> Exercise directions
Reproduce every line of the following material verbatim, without altering anything.

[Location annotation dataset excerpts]
[Begin]
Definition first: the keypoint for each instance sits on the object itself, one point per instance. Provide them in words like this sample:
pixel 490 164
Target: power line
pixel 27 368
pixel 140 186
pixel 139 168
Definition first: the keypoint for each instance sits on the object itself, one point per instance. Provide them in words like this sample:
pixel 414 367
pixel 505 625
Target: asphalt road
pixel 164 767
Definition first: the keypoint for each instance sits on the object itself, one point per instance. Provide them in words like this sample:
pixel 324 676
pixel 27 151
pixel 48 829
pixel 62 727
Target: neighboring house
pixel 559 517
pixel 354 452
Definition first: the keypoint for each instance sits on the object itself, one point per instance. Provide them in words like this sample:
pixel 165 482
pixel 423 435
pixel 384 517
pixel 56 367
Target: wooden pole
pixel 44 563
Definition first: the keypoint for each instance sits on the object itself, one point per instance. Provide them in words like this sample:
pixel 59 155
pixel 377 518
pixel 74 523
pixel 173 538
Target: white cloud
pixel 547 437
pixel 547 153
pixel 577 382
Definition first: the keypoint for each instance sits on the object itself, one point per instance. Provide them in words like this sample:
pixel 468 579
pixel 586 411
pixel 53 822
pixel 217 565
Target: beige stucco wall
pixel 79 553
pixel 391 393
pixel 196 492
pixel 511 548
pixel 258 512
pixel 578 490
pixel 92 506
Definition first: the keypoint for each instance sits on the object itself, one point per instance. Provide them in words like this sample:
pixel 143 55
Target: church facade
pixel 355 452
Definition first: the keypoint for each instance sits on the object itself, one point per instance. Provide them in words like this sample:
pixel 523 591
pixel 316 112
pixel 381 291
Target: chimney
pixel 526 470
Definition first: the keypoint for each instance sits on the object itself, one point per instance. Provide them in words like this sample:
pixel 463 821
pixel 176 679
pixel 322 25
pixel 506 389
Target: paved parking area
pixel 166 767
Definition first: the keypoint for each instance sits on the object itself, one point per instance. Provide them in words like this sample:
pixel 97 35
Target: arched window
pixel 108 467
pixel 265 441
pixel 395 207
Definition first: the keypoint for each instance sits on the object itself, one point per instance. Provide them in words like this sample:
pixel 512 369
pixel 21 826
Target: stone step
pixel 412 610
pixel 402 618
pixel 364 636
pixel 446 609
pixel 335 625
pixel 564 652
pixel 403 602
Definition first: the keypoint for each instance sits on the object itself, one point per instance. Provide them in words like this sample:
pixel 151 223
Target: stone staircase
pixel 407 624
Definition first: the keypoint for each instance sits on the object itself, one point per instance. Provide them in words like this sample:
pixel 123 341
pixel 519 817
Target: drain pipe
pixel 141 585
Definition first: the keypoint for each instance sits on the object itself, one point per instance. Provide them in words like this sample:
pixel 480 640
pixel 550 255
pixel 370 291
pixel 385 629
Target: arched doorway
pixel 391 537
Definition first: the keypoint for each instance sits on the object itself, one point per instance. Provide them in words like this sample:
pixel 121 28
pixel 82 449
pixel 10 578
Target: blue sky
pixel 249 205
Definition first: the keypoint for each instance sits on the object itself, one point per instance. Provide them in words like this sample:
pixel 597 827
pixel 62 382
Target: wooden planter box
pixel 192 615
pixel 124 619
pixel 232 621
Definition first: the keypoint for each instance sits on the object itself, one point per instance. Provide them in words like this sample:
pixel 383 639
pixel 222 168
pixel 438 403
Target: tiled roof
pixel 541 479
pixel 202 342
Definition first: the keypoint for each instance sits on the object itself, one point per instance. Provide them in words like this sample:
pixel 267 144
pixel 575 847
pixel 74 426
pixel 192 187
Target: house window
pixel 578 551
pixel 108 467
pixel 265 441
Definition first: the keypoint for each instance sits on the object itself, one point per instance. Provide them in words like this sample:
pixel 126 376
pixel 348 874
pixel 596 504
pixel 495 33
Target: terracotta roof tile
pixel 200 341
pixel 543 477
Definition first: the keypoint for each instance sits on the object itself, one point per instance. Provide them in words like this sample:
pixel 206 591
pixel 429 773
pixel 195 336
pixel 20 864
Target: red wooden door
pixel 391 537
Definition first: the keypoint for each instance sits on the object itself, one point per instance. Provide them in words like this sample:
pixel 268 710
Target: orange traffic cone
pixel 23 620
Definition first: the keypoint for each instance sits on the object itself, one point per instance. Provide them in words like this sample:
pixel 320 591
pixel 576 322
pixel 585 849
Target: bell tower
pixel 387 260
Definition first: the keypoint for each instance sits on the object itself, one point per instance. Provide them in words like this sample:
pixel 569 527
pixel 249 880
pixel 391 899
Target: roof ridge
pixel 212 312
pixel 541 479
[End]
> Response to the task
Definition first: the keypoint for each instance sits on the object itself, one point per instance. Provide them in words like this sample:
pixel 490 164
Target: power line
pixel 27 368
pixel 140 186
pixel 139 168
Definition first: the keypoint for each instance sits on the object itself, one point per instance. Provide them in words like this sample:
pixel 414 367
pixel 505 625
Target: asphalt road
pixel 164 767
Definition first: the keypoint for each instance sits on the object itself, one point per instance. Provide them in words like this sample:
pixel 324 676
pixel 27 151
pixel 48 829
pixel 62 727
Target: neighboring house
pixel 559 517
pixel 354 452
Definition first: the keypoint for each instance sits on the object itself, one point per instance. Provide them in words like this sample:
pixel 165 482
pixel 423 435
pixel 384 517
pixel 56 367
Target: wooden pole
pixel 44 563
Definition first: the keypoint for each instance sits on the object itself, one point per instance. Provide them in words like this sample:
pixel 59 155
pixel 377 518
pixel 74 523
pixel 173 538
Target: white cloud
pixel 547 437
pixel 547 153
pixel 577 382
Definition first: the keypoint for each instance sits on the object itself, one point per instance. Provide them in words like this sample:
pixel 468 579
pixel 586 411
pixel 53 822
pixel 217 565
Target: beige stucco wall
pixel 79 553
pixel 391 393
pixel 196 492
pixel 511 548
pixel 258 512
pixel 578 490
pixel 92 506
Definition first: the keypoint for each instance sits on the object itself, one point per instance. Provide them in words like this sample:
pixel 143 55
Target: church facade
pixel 355 452
Definition first: the keypoint for each instance sits on the object itself, one point per instance. Provide them in words like this sample:
pixel 523 591
pixel 316 112
pixel 381 291
Target: chimney
pixel 526 470
Definition first: the keypoint for each instance sits on the object itself, one point per instance. Provide them in words like this sample:
pixel 463 821
pixel 176 679
pixel 322 25
pixel 506 389
Target: paved parking area
pixel 166 767
Definition first: the keypoint for each instance sits on the object itself, one point per instance. Provide them in words like this sample:
pixel 97 35
Target: arched window
pixel 108 467
pixel 265 441
pixel 395 207
Definition first: the keypoint for each instance sits on the object itself, one point per instance. Provide them in words like this sample:
pixel 512 369
pixel 21 826
Target: stone step
pixel 412 610
pixel 402 618
pixel 364 636
pixel 446 609
pixel 335 625
pixel 564 652
pixel 403 602
Definition first: the keypoint for each instance sits on the object itself, one point per instance. Provide them in words like this sample:
pixel 151 223
Target: stone staircase
pixel 407 624
Definition first: the keypoint for each instance sits on the object itself, one point per instance. Provide them in words like this sample:
pixel 123 341
pixel 519 817
Target: drain pipe
pixel 141 585
Definition first: the keypoint for each instance sits on the object itself, one point per instance. Provide them in words like this sample:
pixel 480 640
pixel 550 255
pixel 370 291
pixel 385 629
Target: arched doorway
pixel 391 537
Definition first: the keypoint for each instance sits on the object itself, one point per instance. Provide them in words like this sample:
pixel 121 28
pixel 82 449
pixel 10 578
Target: blue sky
pixel 249 205
Definition first: the keypoint for each instance sits on the object itself, one point per instance. Provide them in words like this sample:
pixel 597 827
pixel 62 382
Target: wooden planter box
pixel 192 615
pixel 124 619
pixel 232 621
Definition first: the keypoint for each instance sits on the object itself, one point per instance. Provide them in words like this sample:
pixel 383 639
pixel 222 168
pixel 438 403
Target: tiled roof
pixel 541 479
pixel 202 342
Definition first: the keypoint for each instance sits on the object itself, one point per instance. Provide them in words like this sample:
pixel 267 144
pixel 575 847
pixel 74 426
pixel 192 187
Target: house window
pixel 578 551
pixel 108 467
pixel 265 441
Definition first: the keypoint for each instance sits on the object itself, one point per instance. Provide them in words like this sample:
pixel 126 376
pixel 348 874
pixel 596 504
pixel 495 33
Target: terracotta roof tile
pixel 200 341
pixel 543 477
Definition first: the keypoint for each instance sits on the object itself, one point per instance. Provide them in words like this sample:
pixel 206 591
pixel 429 773
pixel 195 336
pixel 20 864
Target: red wooden door
pixel 391 537
Definition first: the keypoint for each instance sits on the object itself, one point per instance. Provide them in words like this sample:
pixel 268 710
Target: orange traffic cone
pixel 23 620
Definition first: the keypoint for each instance sits on the object itself, one point per instance. Provide them in words like this sample:
pixel 320 591
pixel 576 322
pixel 585 849
Target: bell tower
pixel 387 260
Definition first: the keypoint for each instance sits on the object itself, one point per instance. Provide them in words like this sample:
pixel 569 527
pixel 249 880
pixel 391 899
Target: roof ridge
pixel 212 312
pixel 541 479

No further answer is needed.